The span to repeat in the listing below runs from the line containing "Target: breaking wave" to the line containing "Target: wave splash plume", inclusive. Repeat it exactly, and only it.
• • • • • • •
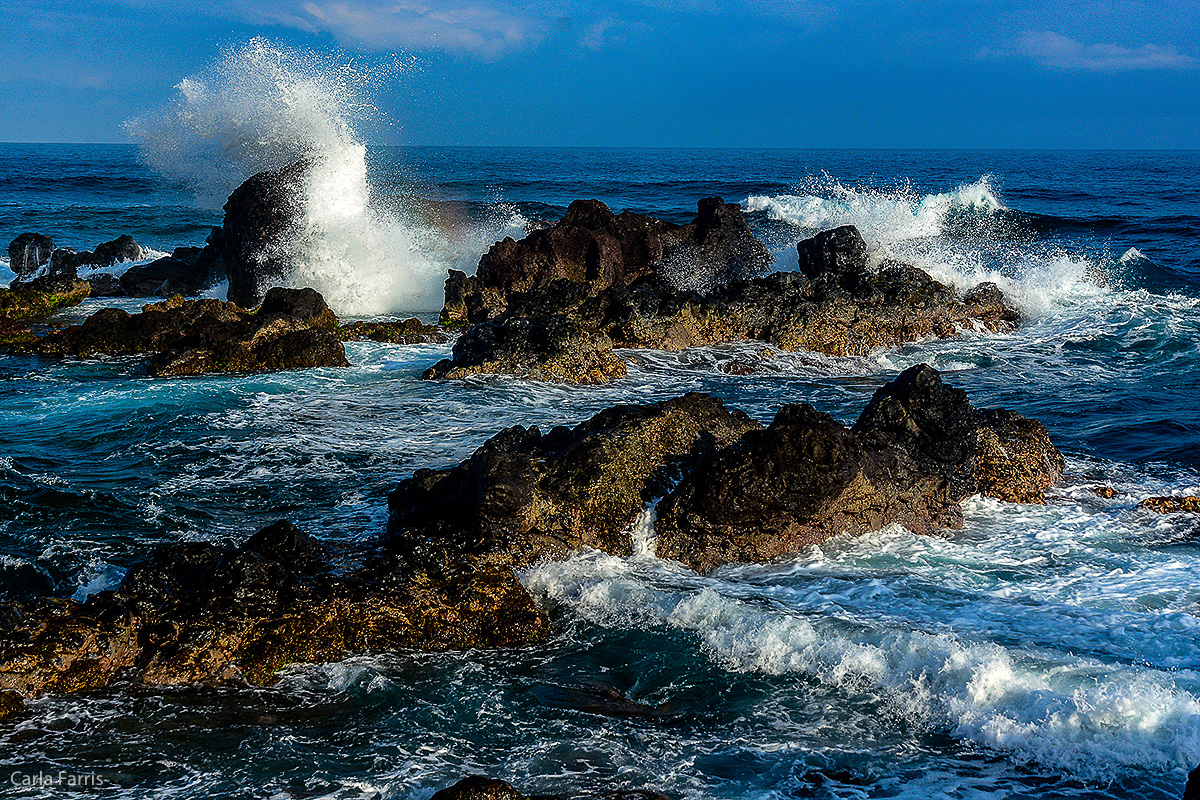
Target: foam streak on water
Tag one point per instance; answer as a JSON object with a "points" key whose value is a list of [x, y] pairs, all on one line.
{"points": [[1044, 651], [264, 107]]}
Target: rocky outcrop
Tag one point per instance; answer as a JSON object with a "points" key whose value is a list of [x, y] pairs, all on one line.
{"points": [[478, 787], [547, 348], [66, 260], [595, 250], [444, 575], [28, 253], [403, 331], [838, 304], [1015, 459], [261, 232], [28, 301], [523, 495], [730, 489], [186, 271], [918, 449], [1171, 505], [197, 612], [292, 330]]}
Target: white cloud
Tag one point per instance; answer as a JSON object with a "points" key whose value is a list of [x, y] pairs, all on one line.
{"points": [[1061, 52], [477, 28]]}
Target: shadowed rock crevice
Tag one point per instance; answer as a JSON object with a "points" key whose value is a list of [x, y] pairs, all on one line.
{"points": [[198, 612], [444, 576], [637, 282], [292, 330]]}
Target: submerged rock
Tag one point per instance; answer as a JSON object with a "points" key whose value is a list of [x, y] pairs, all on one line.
{"points": [[262, 230], [186, 271], [547, 348], [730, 489], [29, 301], [597, 251], [478, 787], [292, 330], [643, 296], [1171, 505], [1015, 459], [197, 612], [403, 331]]}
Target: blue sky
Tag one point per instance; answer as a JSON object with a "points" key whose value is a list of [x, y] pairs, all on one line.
{"points": [[978, 73]]}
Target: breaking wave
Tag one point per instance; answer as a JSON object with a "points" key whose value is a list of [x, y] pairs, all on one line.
{"points": [[263, 107]]}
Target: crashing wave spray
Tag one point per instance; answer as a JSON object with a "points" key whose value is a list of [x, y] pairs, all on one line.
{"points": [[264, 107], [961, 238]]}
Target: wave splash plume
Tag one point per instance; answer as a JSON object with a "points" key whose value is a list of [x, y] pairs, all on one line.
{"points": [[961, 238], [264, 107]]}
• • • • • • •
**RESULT OF THE EXERCISE**.
Target: breaking wave
Tag one point per instance; answer as a JSON object with a "points" key whose value is a list of [x, y] pairs, all on one line.
{"points": [[263, 107]]}
Target: crashing wave spray
Tag one point per instance; answer as a JSON object with a "points" key whose value is a list of [x, y] pairs, all on one line.
{"points": [[264, 107], [961, 238]]}
Target: wave splash plume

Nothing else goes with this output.